WORK TO COMPLETE =
1. Name every suburb that the Sydney cost-of-living post lists as acceptable places to rent.
2. Pick up the Sydney cost-of-living post after its final sentence and carry it on.

* Start READING PASSAGE *

# Need Advice on cost of living



## npjunk (Jan 31, 2017)

Hi All,

I recently moved to Sydney in Oct this year. I have been offered a salary of 190k which includes my SA. Can someone help and share views on whether I would be able to afford a decent rented accommodation, something like a 3 bedroom with 2 baths (slightly far suburbs from CBD are fine Cherrybrooks, castle hill, epping, carlingford, scofields and the likes) ? We are a family of 4 and would need two cars (used - 3 to 5 yr old, is fine to begin with) since my spouse will be looking for jobs and would have to be independent. 

Need some advice on how to plan my living expenses so that I am able to save as well. Target 25% PM 

I am looking for suggestions like :
To save 25% of your salary PM - look for a house within XX range in XYZ areas or go for a car with XYZ price range and company so you don't end spending more on repairs and maintenance / monthly grocery expenses should be enough for a family of 4 with once or twice a week of eating out.

* End READING PASSAGE *
* Start ENTRIES *

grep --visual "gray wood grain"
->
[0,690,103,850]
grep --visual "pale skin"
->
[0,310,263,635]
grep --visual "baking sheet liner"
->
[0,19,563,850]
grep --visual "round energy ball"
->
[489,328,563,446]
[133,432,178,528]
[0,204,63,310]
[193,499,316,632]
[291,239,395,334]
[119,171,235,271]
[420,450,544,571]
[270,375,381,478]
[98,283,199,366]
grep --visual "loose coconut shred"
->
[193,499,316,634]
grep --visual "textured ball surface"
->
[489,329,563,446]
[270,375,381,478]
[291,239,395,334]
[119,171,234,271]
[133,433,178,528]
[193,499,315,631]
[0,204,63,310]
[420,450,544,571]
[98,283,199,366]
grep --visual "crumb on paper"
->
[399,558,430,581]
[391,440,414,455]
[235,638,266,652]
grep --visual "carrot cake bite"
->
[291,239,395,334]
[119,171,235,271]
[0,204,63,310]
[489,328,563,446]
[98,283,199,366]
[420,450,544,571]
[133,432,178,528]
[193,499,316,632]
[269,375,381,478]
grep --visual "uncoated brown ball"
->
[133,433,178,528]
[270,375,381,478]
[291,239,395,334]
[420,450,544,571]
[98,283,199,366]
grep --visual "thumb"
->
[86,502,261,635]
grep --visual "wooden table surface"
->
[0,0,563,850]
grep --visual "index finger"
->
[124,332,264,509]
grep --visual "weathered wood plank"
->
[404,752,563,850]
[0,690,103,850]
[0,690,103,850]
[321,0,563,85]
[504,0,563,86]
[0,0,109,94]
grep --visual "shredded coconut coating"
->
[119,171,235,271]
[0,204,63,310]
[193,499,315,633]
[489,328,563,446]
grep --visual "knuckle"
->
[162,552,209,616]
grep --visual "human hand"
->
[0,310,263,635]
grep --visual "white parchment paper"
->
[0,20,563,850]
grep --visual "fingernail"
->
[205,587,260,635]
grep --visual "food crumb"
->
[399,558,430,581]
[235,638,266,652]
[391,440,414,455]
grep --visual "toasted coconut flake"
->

* End ENTRIES *

PER-TASK ANSWERS =
1. Cherrybrooks, castle hill, epping, carlingford, scofields

2.
Friends , I do have some experience based on research done on internet and my stay here for about a month, however, would highly appreciate help to visualize what can be achieved with this income for a decent living. I know I am asking a very basic question and simple math calculation would do , but I really do want to exchange notes on how to plan utilities and savings based on experience that you have over a period of time. Do's and Don't. For E.G. I am looking to go on rent, but can I go for my own house on loan? I have some savings in the range of aud ~185 -190k which I can foot as down payment. 

Thanks


----------



## npjunk (Jan 31, 2017)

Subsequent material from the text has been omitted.